Task instructions: Using the records below, return exactly the lines from the one containing "Query: person walking on path" through the last, and omit pictures.

Entries shown:
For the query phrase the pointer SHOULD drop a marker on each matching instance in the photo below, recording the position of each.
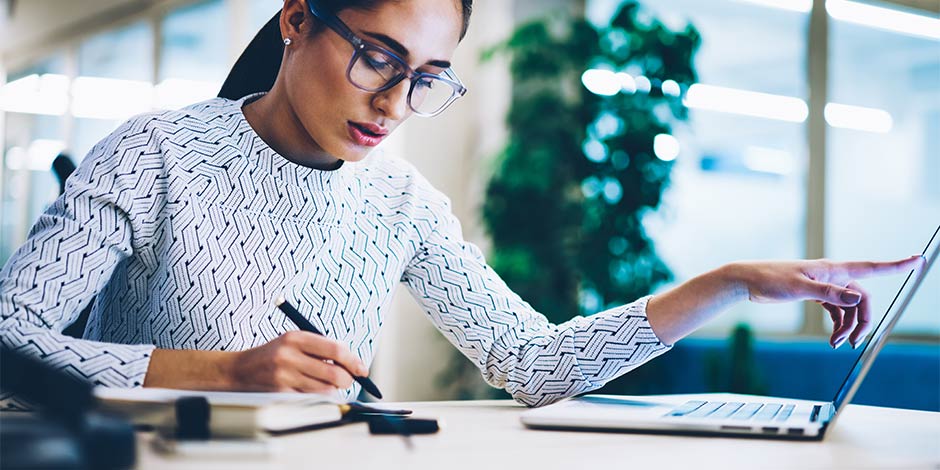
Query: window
(113, 83)
(883, 162)
(738, 186)
(35, 101)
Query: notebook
(731, 414)
(232, 414)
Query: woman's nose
(393, 103)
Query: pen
(302, 323)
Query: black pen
(302, 323)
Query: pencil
(294, 316)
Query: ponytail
(257, 67)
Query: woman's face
(333, 111)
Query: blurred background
(609, 150)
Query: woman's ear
(293, 16)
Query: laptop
(730, 414)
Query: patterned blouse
(182, 226)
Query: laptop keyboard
(733, 410)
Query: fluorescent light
(38, 157)
(601, 82)
(884, 18)
(666, 147)
(671, 88)
(858, 118)
(748, 103)
(175, 93)
(34, 94)
(769, 160)
(109, 98)
(801, 6)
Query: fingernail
(851, 297)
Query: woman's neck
(274, 120)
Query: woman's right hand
(296, 361)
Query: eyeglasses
(374, 69)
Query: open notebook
(231, 414)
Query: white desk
(484, 435)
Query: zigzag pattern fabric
(182, 226)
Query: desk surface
(488, 435)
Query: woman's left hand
(832, 284)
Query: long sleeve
(68, 258)
(515, 347)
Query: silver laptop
(730, 414)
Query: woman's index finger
(861, 269)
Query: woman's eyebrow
(402, 50)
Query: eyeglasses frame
(360, 46)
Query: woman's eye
(378, 63)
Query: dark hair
(257, 67)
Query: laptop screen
(880, 334)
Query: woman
(185, 225)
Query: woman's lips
(366, 134)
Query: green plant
(565, 202)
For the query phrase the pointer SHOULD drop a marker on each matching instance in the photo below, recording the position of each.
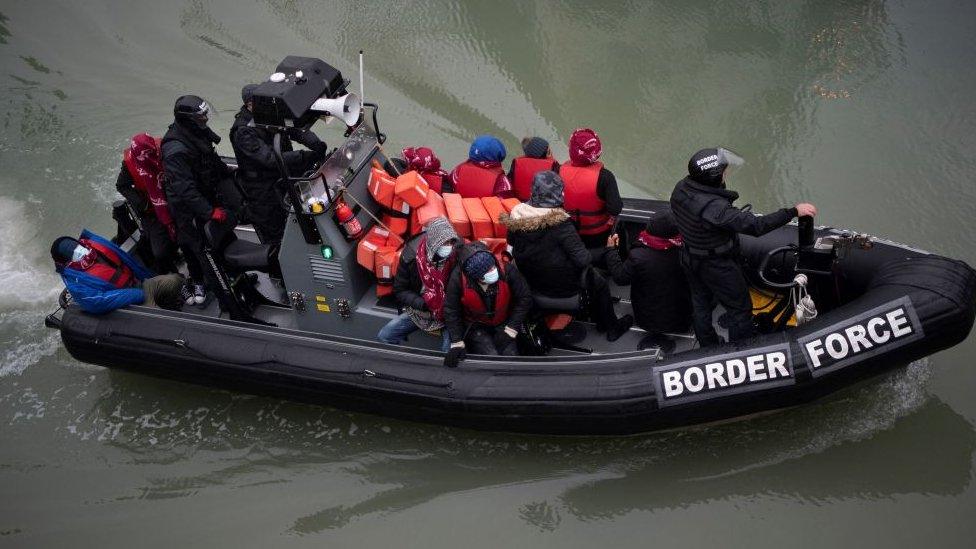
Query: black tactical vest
(688, 201)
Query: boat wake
(26, 290)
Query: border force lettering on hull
(733, 373)
(876, 331)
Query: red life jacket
(524, 169)
(141, 179)
(474, 307)
(473, 181)
(108, 266)
(434, 181)
(580, 200)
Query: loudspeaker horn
(345, 108)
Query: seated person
(592, 196)
(658, 287)
(140, 181)
(482, 173)
(552, 257)
(101, 277)
(537, 158)
(428, 166)
(419, 285)
(487, 301)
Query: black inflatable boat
(311, 337)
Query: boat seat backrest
(551, 304)
(238, 255)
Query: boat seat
(556, 304)
(239, 255)
(242, 255)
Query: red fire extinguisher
(349, 222)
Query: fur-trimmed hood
(525, 218)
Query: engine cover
(287, 102)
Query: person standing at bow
(710, 227)
(199, 186)
(257, 167)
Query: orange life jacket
(108, 266)
(473, 181)
(474, 306)
(524, 169)
(587, 209)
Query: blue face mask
(490, 277)
(79, 253)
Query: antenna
(362, 94)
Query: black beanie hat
(706, 167)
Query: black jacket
(520, 299)
(708, 220)
(658, 287)
(407, 284)
(254, 150)
(193, 170)
(549, 252)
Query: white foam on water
(28, 287)
(857, 415)
(32, 343)
(25, 279)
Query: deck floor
(594, 341)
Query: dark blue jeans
(396, 331)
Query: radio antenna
(362, 93)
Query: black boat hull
(912, 305)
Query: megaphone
(345, 108)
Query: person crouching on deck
(101, 277)
(487, 300)
(419, 285)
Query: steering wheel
(765, 262)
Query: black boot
(619, 327)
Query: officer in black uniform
(257, 167)
(199, 186)
(709, 225)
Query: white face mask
(491, 276)
(79, 253)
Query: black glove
(308, 139)
(454, 355)
(502, 339)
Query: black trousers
(480, 341)
(163, 249)
(718, 279)
(265, 210)
(601, 302)
(190, 236)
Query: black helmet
(707, 165)
(193, 109)
(247, 92)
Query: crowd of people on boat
(562, 243)
(561, 237)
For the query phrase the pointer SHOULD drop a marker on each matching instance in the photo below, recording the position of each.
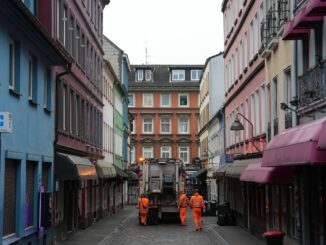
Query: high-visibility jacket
(182, 201)
(197, 201)
(143, 205)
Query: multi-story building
(78, 27)
(306, 151)
(245, 103)
(163, 100)
(28, 54)
(211, 131)
(120, 65)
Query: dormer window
(140, 75)
(178, 75)
(148, 75)
(195, 75)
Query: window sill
(32, 102)
(15, 93)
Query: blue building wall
(125, 75)
(33, 126)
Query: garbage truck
(161, 179)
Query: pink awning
(296, 146)
(289, 33)
(316, 8)
(322, 138)
(301, 20)
(267, 175)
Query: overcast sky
(174, 31)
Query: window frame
(162, 94)
(179, 100)
(177, 72)
(152, 102)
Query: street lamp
(237, 126)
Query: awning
(322, 138)
(316, 7)
(105, 169)
(296, 146)
(201, 172)
(120, 172)
(221, 171)
(267, 175)
(235, 169)
(71, 167)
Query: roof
(161, 78)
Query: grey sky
(174, 31)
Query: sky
(172, 31)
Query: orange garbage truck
(161, 180)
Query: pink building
(245, 97)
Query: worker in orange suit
(143, 209)
(182, 205)
(197, 204)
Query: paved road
(123, 229)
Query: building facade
(28, 92)
(211, 132)
(163, 100)
(79, 115)
(245, 103)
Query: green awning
(71, 167)
(235, 169)
(105, 169)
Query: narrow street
(123, 229)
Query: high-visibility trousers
(143, 217)
(198, 219)
(183, 213)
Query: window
(10, 197)
(165, 151)
(148, 125)
(147, 100)
(148, 152)
(32, 78)
(183, 125)
(47, 89)
(165, 100)
(132, 155)
(30, 192)
(132, 127)
(165, 125)
(195, 75)
(183, 100)
(184, 154)
(131, 98)
(178, 75)
(148, 75)
(140, 75)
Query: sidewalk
(101, 229)
(233, 235)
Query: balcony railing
(275, 126)
(312, 85)
(288, 120)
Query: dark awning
(235, 169)
(105, 169)
(71, 167)
(201, 172)
(120, 172)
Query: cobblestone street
(123, 229)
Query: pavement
(122, 228)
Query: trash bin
(274, 237)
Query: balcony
(312, 85)
(270, 26)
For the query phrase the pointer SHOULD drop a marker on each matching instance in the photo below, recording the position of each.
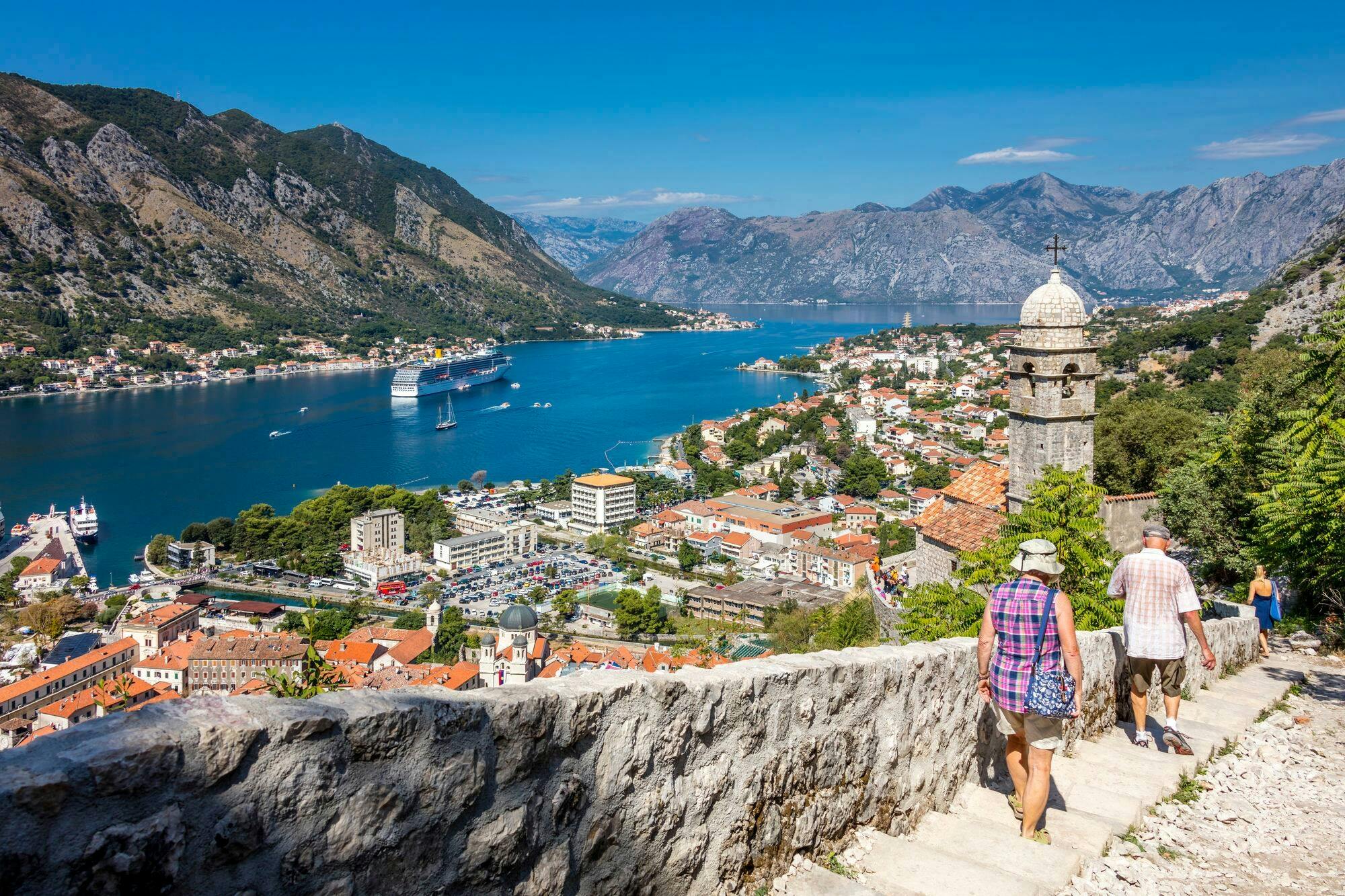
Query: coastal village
(170, 364)
(900, 458)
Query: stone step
(1051, 866)
(1145, 783)
(820, 881)
(895, 865)
(1118, 749)
(1075, 829)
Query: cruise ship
(430, 376)
(84, 522)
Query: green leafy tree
(314, 676)
(158, 549)
(1139, 442)
(451, 637)
(688, 557)
(640, 614)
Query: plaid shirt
(1016, 610)
(1157, 591)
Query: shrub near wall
(601, 783)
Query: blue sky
(631, 112)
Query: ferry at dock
(431, 376)
(84, 522)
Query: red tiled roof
(962, 526)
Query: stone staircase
(1100, 788)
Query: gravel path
(1269, 817)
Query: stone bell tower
(1052, 388)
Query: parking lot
(488, 591)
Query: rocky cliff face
(579, 241)
(127, 206)
(957, 245)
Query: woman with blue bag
(1034, 676)
(1264, 595)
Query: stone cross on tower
(1052, 378)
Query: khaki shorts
(1172, 673)
(1039, 731)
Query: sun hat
(1038, 555)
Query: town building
(602, 501)
(224, 663)
(25, 697)
(750, 599)
(189, 555)
(157, 627)
(1052, 380)
(517, 653)
(379, 530)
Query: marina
(154, 460)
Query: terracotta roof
(252, 649)
(44, 567)
(161, 616)
(605, 481)
(984, 485)
(360, 651)
(57, 673)
(962, 526)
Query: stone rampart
(701, 782)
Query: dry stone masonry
(704, 782)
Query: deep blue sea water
(158, 459)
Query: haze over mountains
(578, 241)
(124, 209)
(957, 245)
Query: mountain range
(960, 247)
(128, 212)
(578, 241)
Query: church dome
(1054, 304)
(518, 618)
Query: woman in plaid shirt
(1013, 615)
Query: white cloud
(1264, 146)
(633, 200)
(1032, 153)
(1321, 118)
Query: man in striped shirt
(1160, 598)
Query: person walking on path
(1015, 616)
(1261, 595)
(1160, 598)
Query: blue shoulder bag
(1051, 692)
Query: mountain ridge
(124, 212)
(1229, 235)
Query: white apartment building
(602, 501)
(379, 530)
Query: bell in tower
(1052, 382)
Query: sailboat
(450, 421)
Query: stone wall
(700, 782)
(1126, 517)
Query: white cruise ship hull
(447, 384)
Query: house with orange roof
(112, 694)
(25, 697)
(161, 626)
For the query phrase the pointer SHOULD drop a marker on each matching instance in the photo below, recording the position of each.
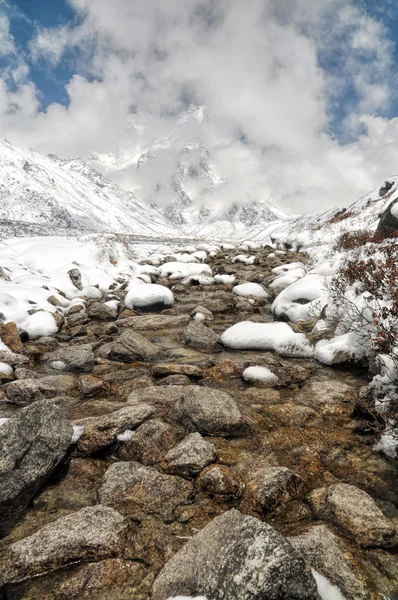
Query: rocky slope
(183, 476)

Solution for this task:
Query: person walking on path
(1015, 616)
(1261, 595)
(1160, 598)
Query: blue shoulder bag
(1051, 692)
Query: mountain ridge
(124, 212)
(1229, 235)
Query: white apartment building
(602, 501)
(379, 530)
Query: bell in tower
(1052, 382)
Query: sailboat
(450, 421)
Query: stone wall
(700, 782)
(1126, 517)
Query: white cruise ship hull
(447, 384)
Query: house with orange roof
(112, 694)
(25, 697)
(161, 626)
For the query phrase the pointer SHOULD drop a marker on each matching instance in the photo below, recording the position of each.
Query: rocky slope
(183, 476)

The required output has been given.